Source data:

☆ ☆ ☆ ☆

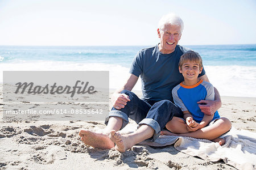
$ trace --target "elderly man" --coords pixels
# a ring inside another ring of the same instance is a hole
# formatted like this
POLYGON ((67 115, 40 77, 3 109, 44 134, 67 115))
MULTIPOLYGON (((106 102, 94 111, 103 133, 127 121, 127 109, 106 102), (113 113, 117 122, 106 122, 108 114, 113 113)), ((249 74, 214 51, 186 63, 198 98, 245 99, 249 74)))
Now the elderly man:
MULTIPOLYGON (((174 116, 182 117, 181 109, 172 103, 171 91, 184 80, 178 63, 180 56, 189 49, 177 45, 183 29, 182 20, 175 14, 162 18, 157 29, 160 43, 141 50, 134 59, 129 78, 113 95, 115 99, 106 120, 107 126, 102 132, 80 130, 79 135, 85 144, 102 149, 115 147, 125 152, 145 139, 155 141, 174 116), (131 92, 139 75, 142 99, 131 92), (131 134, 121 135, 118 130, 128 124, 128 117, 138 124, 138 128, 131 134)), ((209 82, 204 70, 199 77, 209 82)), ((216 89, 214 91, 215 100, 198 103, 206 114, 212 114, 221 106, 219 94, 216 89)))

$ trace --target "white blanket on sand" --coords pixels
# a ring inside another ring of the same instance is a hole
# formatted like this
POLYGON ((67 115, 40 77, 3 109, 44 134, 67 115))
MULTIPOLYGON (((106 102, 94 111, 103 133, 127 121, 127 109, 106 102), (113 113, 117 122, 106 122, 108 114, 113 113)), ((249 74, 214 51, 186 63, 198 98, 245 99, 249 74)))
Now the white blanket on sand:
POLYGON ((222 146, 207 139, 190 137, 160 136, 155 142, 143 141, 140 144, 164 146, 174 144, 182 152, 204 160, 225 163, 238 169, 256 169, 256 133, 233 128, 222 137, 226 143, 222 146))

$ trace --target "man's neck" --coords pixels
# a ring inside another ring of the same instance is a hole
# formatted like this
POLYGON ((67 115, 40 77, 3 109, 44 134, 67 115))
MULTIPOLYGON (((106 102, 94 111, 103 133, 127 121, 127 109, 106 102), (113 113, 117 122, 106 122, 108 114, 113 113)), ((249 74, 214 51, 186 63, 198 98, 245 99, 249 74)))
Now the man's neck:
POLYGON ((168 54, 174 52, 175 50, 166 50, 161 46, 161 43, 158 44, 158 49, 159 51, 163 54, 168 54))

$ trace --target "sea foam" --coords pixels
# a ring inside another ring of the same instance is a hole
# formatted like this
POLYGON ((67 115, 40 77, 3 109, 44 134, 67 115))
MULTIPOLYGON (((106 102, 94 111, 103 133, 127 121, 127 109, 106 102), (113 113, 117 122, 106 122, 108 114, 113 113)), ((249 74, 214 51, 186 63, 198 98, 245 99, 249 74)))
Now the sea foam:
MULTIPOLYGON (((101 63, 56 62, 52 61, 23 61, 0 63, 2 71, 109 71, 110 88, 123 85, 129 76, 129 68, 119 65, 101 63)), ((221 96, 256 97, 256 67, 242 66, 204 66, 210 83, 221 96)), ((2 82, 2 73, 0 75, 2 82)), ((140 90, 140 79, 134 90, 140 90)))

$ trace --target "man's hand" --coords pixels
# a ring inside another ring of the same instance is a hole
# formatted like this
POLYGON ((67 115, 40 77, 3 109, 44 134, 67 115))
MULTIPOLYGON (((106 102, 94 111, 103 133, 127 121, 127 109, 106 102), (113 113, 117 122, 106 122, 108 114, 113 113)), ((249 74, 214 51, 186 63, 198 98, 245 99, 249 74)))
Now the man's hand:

☆ ☆ ☆ ☆

▶ TASK STATEMENT
Copy all of the data above line for line, changing nothing, but leave out the pictures.

▶ SOLUTION TO THE PROBLEM
$ trace --target "elderly man" --coords pixels
# a ring inside another ring of the same instance is a hole
# formatted like this
POLYGON ((67 115, 40 77, 3 109, 44 134, 67 115))
MULTIPOLYGON (((106 102, 94 111, 103 133, 127 121, 127 109, 106 102), (113 113, 117 122, 106 122, 108 114, 113 113)), ((249 74, 214 51, 186 63, 198 98, 245 99, 249 74)))
Now the elderly man:
MULTIPOLYGON (((174 116, 182 117, 181 109, 172 103, 171 91, 184 80, 178 63, 180 56, 189 49, 177 45, 183 29, 182 20, 175 14, 162 18, 157 29, 160 43, 141 50, 134 59, 129 78, 113 95, 115 99, 106 120, 107 126, 102 132, 80 130, 79 135, 85 144, 102 149, 115 147, 125 152, 145 139, 155 141, 174 116), (131 92, 139 75, 142 99, 131 92), (131 134, 121 135, 118 130, 128 124, 128 117, 138 124, 138 128, 131 134)), ((209 82, 204 70, 199 77, 209 82)), ((216 89, 214 91, 215 100, 198 103, 206 114, 212 114, 221 106, 219 94, 216 89)))

$ trace --target "white blanket on sand" --coords pixels
# a ring inside another ring of the same instance is a hole
# formatted like this
POLYGON ((67 115, 40 77, 3 109, 44 134, 67 115))
MULTIPOLYGON (((106 102, 94 111, 103 133, 127 121, 127 109, 106 102), (113 113, 117 122, 106 122, 108 114, 113 113)), ((249 74, 214 51, 186 63, 198 98, 245 99, 249 74)))
Now the white blanket on sand:
POLYGON ((222 146, 207 139, 190 137, 160 136, 155 142, 143 141, 140 144, 164 146, 174 144, 182 152, 204 160, 225 163, 238 169, 256 169, 256 133, 233 128, 222 137, 226 143, 222 146))

$ trace --target "man's neck" --coords pixels
# a ring inside another ring of the same instance is a hole
# formatted like this
POLYGON ((67 115, 40 77, 3 109, 44 134, 67 115))
MULTIPOLYGON (((106 102, 94 111, 103 133, 127 121, 127 109, 106 102), (113 113, 117 122, 106 122, 108 114, 113 113)), ((249 74, 214 51, 186 63, 198 98, 245 99, 249 74)))
Now the man's neck:
POLYGON ((168 54, 174 52, 175 50, 166 50, 161 46, 161 43, 158 44, 158 49, 159 51, 163 54, 168 54))

$ trace --target "sea foam" --coords pixels
# a ring inside another ring of the same instance is a hole
# formatted like this
POLYGON ((67 115, 40 77, 3 109, 44 134, 67 115))
MULTIPOLYGON (((106 102, 94 111, 103 133, 127 121, 127 109, 106 102), (113 113, 117 122, 106 122, 108 114, 113 113)), ((249 74, 214 51, 186 63, 198 98, 245 99, 249 74)))
Now the sea foam:
MULTIPOLYGON (((101 63, 56 62, 52 61, 23 61, 0 63, 2 71, 109 71, 110 88, 123 85, 129 76, 129 68, 119 65, 101 63)), ((221 96, 256 97, 256 67, 242 66, 204 66, 210 83, 221 96)), ((2 82, 2 73, 0 75, 2 82)), ((140 90, 140 79, 134 90, 140 90)))

$ trace --target "man's hand" --coords pixels
# a ring inside another ring of the same instance is a hole
# formatted like this
POLYGON ((67 115, 40 77, 3 109, 44 134, 67 115))
MULTIPOLYGON (((106 102, 94 111, 103 133, 127 121, 127 109, 106 102), (113 113, 117 122, 106 122, 108 114, 113 113)), ((249 74, 214 51, 186 63, 198 98, 245 99, 249 74)))
Now the man's hand:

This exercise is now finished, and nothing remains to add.